Copy the items from their first line through the line that contains "Give the mask of the <item>blue", reproducing every character unchanged.

** begin ENTRIES SHOWN **

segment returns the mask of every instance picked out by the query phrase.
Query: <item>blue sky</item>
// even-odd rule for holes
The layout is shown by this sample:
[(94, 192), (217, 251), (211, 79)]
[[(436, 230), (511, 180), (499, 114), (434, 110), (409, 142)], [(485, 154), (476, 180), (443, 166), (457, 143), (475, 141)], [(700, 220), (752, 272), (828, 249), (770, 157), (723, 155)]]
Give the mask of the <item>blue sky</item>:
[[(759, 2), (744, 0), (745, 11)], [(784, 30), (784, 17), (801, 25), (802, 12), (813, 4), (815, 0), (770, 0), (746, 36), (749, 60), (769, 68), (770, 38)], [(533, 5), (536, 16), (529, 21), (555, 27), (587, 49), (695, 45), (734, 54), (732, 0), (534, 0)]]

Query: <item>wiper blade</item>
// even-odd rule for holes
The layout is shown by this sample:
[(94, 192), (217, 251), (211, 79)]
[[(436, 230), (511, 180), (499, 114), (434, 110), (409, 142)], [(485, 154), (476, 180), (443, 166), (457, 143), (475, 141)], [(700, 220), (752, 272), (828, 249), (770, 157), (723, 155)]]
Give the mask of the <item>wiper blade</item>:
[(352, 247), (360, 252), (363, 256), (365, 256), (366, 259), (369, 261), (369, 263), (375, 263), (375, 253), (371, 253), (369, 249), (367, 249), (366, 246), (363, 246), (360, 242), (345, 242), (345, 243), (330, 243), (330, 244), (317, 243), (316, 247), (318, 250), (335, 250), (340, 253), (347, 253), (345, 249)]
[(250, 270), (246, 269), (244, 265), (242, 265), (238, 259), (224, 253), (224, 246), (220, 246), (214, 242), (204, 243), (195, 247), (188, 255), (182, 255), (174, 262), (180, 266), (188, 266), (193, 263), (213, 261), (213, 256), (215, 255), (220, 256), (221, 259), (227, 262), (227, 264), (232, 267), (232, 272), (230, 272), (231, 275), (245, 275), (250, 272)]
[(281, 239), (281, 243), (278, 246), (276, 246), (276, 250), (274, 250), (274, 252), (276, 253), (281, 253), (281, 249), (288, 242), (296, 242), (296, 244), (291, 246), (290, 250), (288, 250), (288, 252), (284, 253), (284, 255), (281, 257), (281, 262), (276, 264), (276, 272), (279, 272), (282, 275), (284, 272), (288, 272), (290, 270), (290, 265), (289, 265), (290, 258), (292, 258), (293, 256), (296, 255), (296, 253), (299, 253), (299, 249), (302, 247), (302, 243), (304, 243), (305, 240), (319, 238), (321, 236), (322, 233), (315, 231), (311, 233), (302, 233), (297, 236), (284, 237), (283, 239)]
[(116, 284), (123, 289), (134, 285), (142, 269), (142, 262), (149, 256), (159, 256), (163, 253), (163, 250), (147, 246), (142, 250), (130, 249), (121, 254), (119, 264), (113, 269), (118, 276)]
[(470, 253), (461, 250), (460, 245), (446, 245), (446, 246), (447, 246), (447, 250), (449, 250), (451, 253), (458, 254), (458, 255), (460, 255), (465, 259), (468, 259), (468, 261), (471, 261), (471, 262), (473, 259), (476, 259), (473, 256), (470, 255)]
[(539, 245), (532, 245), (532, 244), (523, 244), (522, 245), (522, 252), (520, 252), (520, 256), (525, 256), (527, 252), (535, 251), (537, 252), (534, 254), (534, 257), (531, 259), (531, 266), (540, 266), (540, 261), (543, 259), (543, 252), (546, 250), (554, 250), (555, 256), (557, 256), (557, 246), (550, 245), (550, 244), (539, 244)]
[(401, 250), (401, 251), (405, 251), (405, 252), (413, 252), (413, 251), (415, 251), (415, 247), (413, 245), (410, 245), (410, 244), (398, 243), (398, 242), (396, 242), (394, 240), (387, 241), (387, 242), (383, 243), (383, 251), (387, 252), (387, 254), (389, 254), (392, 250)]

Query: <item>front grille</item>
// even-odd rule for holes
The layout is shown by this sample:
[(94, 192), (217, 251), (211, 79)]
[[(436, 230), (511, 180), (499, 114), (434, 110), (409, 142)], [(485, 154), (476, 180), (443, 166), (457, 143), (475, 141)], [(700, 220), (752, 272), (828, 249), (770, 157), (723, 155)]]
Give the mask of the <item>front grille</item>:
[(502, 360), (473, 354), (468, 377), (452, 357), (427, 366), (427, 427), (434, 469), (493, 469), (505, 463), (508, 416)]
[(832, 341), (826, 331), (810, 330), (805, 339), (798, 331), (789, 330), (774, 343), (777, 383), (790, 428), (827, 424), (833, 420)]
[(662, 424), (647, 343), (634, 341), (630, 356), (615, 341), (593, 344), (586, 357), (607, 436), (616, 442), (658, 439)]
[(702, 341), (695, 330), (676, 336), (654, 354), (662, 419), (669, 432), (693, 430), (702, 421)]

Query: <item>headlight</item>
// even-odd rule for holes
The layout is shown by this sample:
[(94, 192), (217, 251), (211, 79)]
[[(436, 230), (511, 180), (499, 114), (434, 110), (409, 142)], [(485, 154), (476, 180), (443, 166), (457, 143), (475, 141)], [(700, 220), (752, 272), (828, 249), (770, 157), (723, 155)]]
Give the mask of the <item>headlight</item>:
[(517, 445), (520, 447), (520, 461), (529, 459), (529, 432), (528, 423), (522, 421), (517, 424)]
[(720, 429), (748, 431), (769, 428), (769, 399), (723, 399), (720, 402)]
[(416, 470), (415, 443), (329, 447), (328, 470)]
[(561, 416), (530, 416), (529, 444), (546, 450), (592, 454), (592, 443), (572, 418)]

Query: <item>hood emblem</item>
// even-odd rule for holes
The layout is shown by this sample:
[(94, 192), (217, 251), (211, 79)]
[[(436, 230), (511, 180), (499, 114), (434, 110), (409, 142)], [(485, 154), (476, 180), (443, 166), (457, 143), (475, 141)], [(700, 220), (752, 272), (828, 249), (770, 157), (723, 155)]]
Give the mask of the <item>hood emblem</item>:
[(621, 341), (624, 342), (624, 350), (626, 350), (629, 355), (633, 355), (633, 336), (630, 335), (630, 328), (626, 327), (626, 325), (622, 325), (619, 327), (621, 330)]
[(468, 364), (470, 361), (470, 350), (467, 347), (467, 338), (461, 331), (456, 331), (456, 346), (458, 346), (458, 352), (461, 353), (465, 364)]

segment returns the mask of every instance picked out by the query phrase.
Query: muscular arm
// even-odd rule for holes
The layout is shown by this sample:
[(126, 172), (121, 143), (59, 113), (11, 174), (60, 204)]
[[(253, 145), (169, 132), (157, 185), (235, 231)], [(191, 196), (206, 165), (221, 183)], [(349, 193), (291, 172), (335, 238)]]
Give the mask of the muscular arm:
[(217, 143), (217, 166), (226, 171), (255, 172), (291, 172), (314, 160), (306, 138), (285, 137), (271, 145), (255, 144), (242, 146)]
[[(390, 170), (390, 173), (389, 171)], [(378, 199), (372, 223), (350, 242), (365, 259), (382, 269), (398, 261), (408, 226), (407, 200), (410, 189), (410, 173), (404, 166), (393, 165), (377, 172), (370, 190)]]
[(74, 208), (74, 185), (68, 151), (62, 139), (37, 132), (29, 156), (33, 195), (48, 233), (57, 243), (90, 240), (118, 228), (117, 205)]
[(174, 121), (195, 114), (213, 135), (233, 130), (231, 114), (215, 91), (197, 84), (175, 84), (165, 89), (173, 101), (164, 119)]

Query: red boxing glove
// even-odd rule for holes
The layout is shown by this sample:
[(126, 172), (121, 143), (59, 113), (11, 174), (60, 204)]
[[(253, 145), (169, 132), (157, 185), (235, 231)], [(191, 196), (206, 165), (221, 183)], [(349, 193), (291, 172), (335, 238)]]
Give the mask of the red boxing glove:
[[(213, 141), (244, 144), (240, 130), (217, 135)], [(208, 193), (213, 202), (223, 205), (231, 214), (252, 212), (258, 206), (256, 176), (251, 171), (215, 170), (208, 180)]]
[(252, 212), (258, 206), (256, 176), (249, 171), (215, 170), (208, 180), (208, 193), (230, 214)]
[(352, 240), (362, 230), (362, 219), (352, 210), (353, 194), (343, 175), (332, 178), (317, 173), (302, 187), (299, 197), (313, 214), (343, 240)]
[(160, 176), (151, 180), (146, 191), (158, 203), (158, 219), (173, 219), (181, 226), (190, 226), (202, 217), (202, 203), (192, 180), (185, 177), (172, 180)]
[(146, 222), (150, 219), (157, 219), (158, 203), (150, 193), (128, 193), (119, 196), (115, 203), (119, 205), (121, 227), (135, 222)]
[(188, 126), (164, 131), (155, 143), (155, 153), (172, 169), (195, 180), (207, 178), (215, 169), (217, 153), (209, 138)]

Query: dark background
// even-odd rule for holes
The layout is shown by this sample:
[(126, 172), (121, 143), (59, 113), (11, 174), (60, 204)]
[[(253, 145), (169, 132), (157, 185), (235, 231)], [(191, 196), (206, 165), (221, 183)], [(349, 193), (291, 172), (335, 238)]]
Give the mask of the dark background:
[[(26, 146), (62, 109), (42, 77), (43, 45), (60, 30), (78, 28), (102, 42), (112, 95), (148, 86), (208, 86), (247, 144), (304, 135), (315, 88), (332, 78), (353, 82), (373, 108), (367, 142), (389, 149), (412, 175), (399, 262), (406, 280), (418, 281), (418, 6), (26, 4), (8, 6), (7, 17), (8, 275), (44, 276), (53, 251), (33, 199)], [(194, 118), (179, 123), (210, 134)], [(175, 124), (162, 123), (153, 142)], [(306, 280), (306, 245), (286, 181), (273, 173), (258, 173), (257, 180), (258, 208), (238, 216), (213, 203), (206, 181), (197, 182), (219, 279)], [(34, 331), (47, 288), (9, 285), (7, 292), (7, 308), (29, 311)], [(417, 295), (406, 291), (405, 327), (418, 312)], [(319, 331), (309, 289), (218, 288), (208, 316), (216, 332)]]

** end ENTRIES SHOWN **

REPLY:
segment returns the mask of every instance picked out by the query phrase.
Query: <item>blue sky</item>
// even-odd rule for holes
The layout is shown by this sample:
[(94, 192), (217, 251), (211, 79)]
[[(436, 230), (511, 180), (499, 114), (434, 110), (409, 142)], [(485, 154), (476, 180), (443, 166), (457, 143), (475, 141)], [(700, 220), (752, 272), (828, 249), (770, 157), (723, 155)]]
Give the mask of the <item>blue sky</item>:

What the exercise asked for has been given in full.